— begin PROVIDED TEXT —

Five Stanford SR570 amplifiers were used to measure the TM current, the gold mesh current, the standard sample current, and the TEY and the TFY signals, respectively. The SR570 has a sensitivity setting from 1 $\mathrm{pA}/\mathrm{V}$ to 1 $\mathrm{mA}/\mathrm{V}$ [29]. In the experiment, the sensitivity was set from 20 $\mathrm{pA}/\mathrm{V}$ to 100 $\mathrm{nA}/\mathrm{V}$, which could cover the current range. The SR570 contains two first-order RC filters and users can configure cutoff frequency and type from the front panel. Together, the filters can be configured as a 6 or 12 dB/oct rolloff low-pass or high-pass filter, or as a 6 dB/oct rolloff band-pass filter. Cutoff frequencies are adjustable from 0.03 Hz to 1 MHz [29]. In the experiment, the SR570 was configured as a 12 dB/oct rolloff low-pass filter and the cutoff frequency was set at 30 Hz. This parameter setting could effectively suppress the noise caused by the low temperature, magnetic field and vibration of vacuum equipment. The SR570 provides an input offset-current adjustment to suppress any undesired DC background currents. Offset currents can be specified from ±1 pA to ±1 mA in roughly 0.1% increments [29]. In the experiment, the input offset current was set from 1 $\mathrm{pA}$ to 1 $\mathrm{nA}$, which could suppress any unwanted DC background currents.

The SR570 converted current signal into direct voltage. Subsequently, the Volt-Frequency converter received the voltage and converted it to frequency to improve linearity and enhance anti-interference capacity. Each Volt-Frequency converter has two inputs, and three Volt-Frequency converters were used. Finally, the SIS3820 board received the frequency signals.

The SIS3820 combines the functionality of multi-scalers and standard counters and without compromising performance [30]. One key feature of the SIS3820 is that it has 32 channels, which ensures that 5 channels of data can be collected simultaneously during the experiment. The SIS3820 accepts inputs with a frequency of up to 250 MHz. In standard counter/scaler mode, it can read data on the fly with an accuracy to the least signal. No count is lost in read on the fly mode. Compared with the picoammeter, the SIS3820 can realize the fly scan function.

The SIS3820 counted the frequency signal according to the trigger signal from the embedded CPU MVME5500 board and sent the counting to the MVME5500 board. The MVME5500 and SIS3820 board ran in a Virtual Machine Environment (VME) machine and communicated via VME bus. The MVME5500 board transmitted these counting data to the computer via Ethernet according to the commands from the experimental computer.

2.2. Control and Data Acquisition Architecture

The architecture, shown in Figure 2, of the control and data acquisition software developed for the BL07U line is based on Bluesky suite and EPICS. The design concepts of these packages allow for building a versatile data acquisition system. From the bottom to the top are the hardware layer, the control layer, the data acquisition layer and the operator interface layer.

Specifically, the hardware layer consists of all the setups, including one toroidal mirror, one double crystal monochromator, five SR570 amplifiers, three Volt-Frequency converters, one scaler SIS3820, one embedded CPU MVME5500 and one Virtual Machine Environment (VME) machine.

— end PROVIDED TEXT —
— begin GIVEN DATA —

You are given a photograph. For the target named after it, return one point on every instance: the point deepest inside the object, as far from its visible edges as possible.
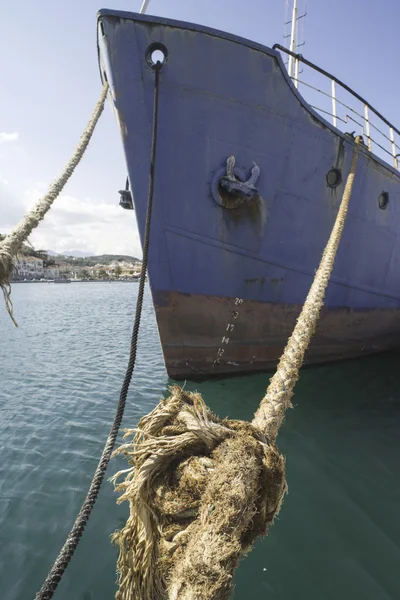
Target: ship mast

— end GIVEN DATA —

AIM OF THE TASK =>
Please resume the BL07U beamline detection and data acquisition text, starting after its last sentence.

EXERCISE ANSWER =>
The control layer is developed based on EPICS. EPICS consists of two major components: Input/Output controller (IOC) and Operator Interface (OPI) [5,31]. The IOC uses Process Variables (PVs) to control spectroscopy setups. For example, via corresponding PVs, the monochromator can change its energy, angle and status; and the scaler SIS3820 can set its dwell time, status and 32-channel scaler value. IOC runs on the embedded CPU MVME5500 in the vxWorks operating system. OPI runs on the experimental computer in the CentOS operating system. OPI and IOC generally exchange PVs data by EPICS Channel Access (CA) protocol via Ethernet.

The data acquisition layer is developed based on Bluesky suite, which is a suite of Python code. EPICS provides CA application interface libraries with various high-level languages, and the interface with Python is PyEpics [5]. The control layer and the data acquisition layer communicate through the PyEpics mechanism.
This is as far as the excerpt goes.